* PROVIDED TEXT *
----------

Grace Cossington Smith’s artworks are a reminder that joy is all around us. In her hands, an array of objects, the fold of a tablecloth or light falling through stained glass inspire delight and open windows onto her world.
In this time of social distancing and self-isolation, it can be challenging to resist the feeling of being confined by our own ‘four walls’. As a panacea, we might look to the paintings of Cossington Smith who found pleasure in the things about her. While she spent much of her life in and around her family home ‘Cossington’ in Turramurra, she produced a body of work – including still lifes, interiors and paintings of her hometown, Sydney – that has distinguished her as one Australia’s most important modernists.
MENTIONED: View ‘The sock knitter’
Cossington Smith’s precocious artistic talent was recognised and nurtured by her family, who she sketched prodigiously and who feature in some of her most iconic paintings. The sock knitter 1915 depicts her sister Madge engaged in a pursuit that occupied many women on the homefront during the First World War. Knitting socks for the troops was a way to contribute to the war effort, and a welcome distraction from daily concerns. More than a portrait of domesticity, the painting, with its striking diagonals and unusual combination of pattern and colour, has been described by curator Daniel Thomas as ‘the first fully Post-Impressionist work to be exhibited in Australia’.1
Cossington Smith made the painting while a student of the influential Italian-born artist Antonio Dattilo Rubbo who was alive to artistic developments in Europe, and encouraged his pupils to experiment. Under Rubbo’s influence, Cossington Smith embraced Paul Cezanne’s shifting tones and forms, and Vincent Van Gogh’s colour-drenched canvases. Their work was to make a lasting impression, as she recalled in an interview with Hazel de Berg in 1965:
‘My chief interest, I think, has always been colour, but not flat crude colour, it must be colour within colour, it has to shine.’2
Before the arches met
MENTIONED: View ‘Things on an iron tray on the floor’
Paintings such as Things on an iron tray on the floor c.1928 epitomise this mantra. The artwork was shown in Cossington Smith’s first solo exhibition at the Grosvenor Galleries, Sydney, in 1928, and around the time that she began a series of artworks depicting the Sydney Harbour Bridge under construction. A feat of contemporary engineering and design, the Bridge became a potent symbol of modern Australia, as artists were quick to recognise. Cossington Smith captured its dynamism in drawings such as Before the arches met c.1930, using radiating bands of colour and the tantalising gap between the spans to generate visual tension.

----------

* DATA SECTION *

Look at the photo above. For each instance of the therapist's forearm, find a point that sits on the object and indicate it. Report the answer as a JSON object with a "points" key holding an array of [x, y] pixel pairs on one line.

----------

* REQUIREMENTS *
(1) In the text on Grace Cossington Smith, copy the passage between "Grace Cossington Smith’s" and "onto her world.", inclusive.
(2) Translate this sentence from the Cossington Smith text into Spanish: "Knitting socks for the troops was a way to contribute to the war effort, and a welcome distraction from daily concerns."
(3) Extend the text on Grace Cossington Smith's paintings, picking up after its final sentence.

* RESULTS FOR EACH TASK *
(1)
Grace Cossington Smith’s artworks are a reminder that joy is all around us. In her hands, an array of objects, the fold of a tablecloth or light falling through stained glass inspire delight and open windows onto her world.

(2) Tejer calcetines para las tropas era una forma de contribuir al esfuerzo bélico y una grata distracción de las preocupaciones cotidianas.

(3)
A similar treatment of colour and form distinguishes Church interior c.1941–42 (inscr. 1937). The painting incorporates Cossington Smith’s major stylistic interests and is meaningful in terms of her personal history, portraying the Smith family’s place of worship, the new St James’ Anglican Church in Turramurra, built in 1941. The artist’s vibrant hues and varied brushstrokes convey her delight in the rhythms of the man-made structure, and the spiritual quality that she observed in the world around her. As she wrote:
All form – landscape, interiors, still life, flowers, animal, people – have (sic) an inarticulate grace and beauty; painting to me is expressing this form in colour, colour vibrant with light – but containing this other, silent quality which is unconscious, and belongs to all things created.3
Interior in Florence
Interiors were a favourite subject for Cossington Smith, filling the pages of her sketchbooks and becoming the subject of some of her best known works. Interior in Florence 1949, made after her second trip to Europe, is an example of the distinctive approach that she brought to the genre. While the painting’s muted colours reflect the soft light of the northern hemisphere, the composition itself is characteristic. Utilising the frame itself and placing an emphasis on the doorway, curtains and windows within the room, Cossington Smith expands the space within her painting and brings the scene outside in. A comparable effect can be seen in one of the artist’s later paintings, Interior 1958, in which the window pane on the far right suggests a world beyond the picture’s frame.
Whether painting an assortment of well-loved kitchen implements, the interior of her family home or, as she described it, ‘my dear old bridge’, Grace Cossington Smith’s ability to perceive and express joy in her immediate surroundings is a model worth emulating.4
Samantha Littley is Curator, Australian Art, QAGOMA
1 Daniel Thomas, Grace Cossington Smith, Art Gallery of New South Wales, Sydney, 1973, p.69.
2 Grace, Cossington Smith, interview with Hazel de Berg, oral history tapes, National Library of Australia, 16 August 1965.
3 Grace,Cossington Smith, quoted in Mervyn Horton, Present Day Art in Australia‘, Ure Smith, Sydney, 1969, p.203.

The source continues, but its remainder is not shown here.